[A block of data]

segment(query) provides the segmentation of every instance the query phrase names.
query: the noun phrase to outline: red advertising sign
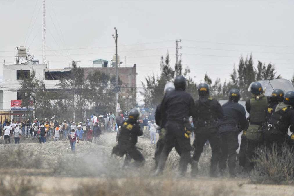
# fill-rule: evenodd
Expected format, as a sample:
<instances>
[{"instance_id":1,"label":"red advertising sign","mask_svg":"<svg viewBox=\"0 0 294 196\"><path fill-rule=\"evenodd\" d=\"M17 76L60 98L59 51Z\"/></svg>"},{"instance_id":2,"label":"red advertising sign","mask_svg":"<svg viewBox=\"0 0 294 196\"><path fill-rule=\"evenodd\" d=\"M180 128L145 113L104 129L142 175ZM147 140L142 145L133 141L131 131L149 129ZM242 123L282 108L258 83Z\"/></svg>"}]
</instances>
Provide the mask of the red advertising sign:
<instances>
[{"instance_id":1,"label":"red advertising sign","mask_svg":"<svg viewBox=\"0 0 294 196\"><path fill-rule=\"evenodd\" d=\"M27 109L26 107L21 107L21 103L22 100L11 100L11 109L13 110L27 110ZM31 102L30 109L33 109L33 102Z\"/></svg>"}]
</instances>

Task directions. Reproduce all of the data above with "Expected format" replaced by "Required format" and nothing else altered, leaving out the pictures.

Answer.
segment(query) provides the segmentation of every instance the query phrase names.
query: the noun phrase to outline: red advertising sign
# fill-rule: evenodd
Required format, as a sample:
<instances>
[{"instance_id":1,"label":"red advertising sign","mask_svg":"<svg viewBox=\"0 0 294 196\"><path fill-rule=\"evenodd\" d=\"M17 76L60 98L59 51Z\"/></svg>"},{"instance_id":2,"label":"red advertising sign","mask_svg":"<svg viewBox=\"0 0 294 196\"><path fill-rule=\"evenodd\" d=\"M180 128L145 113L104 129L142 175ZM147 140L142 145L133 141L131 131L149 129ZM242 123L282 108L258 83Z\"/></svg>"}]
</instances>
Provide the mask of the red advertising sign:
<instances>
[{"instance_id":1,"label":"red advertising sign","mask_svg":"<svg viewBox=\"0 0 294 196\"><path fill-rule=\"evenodd\" d=\"M27 109L26 107L21 107L21 103L22 100L11 100L11 109L13 110L27 110ZM31 102L30 109L33 109L33 102Z\"/></svg>"}]
</instances>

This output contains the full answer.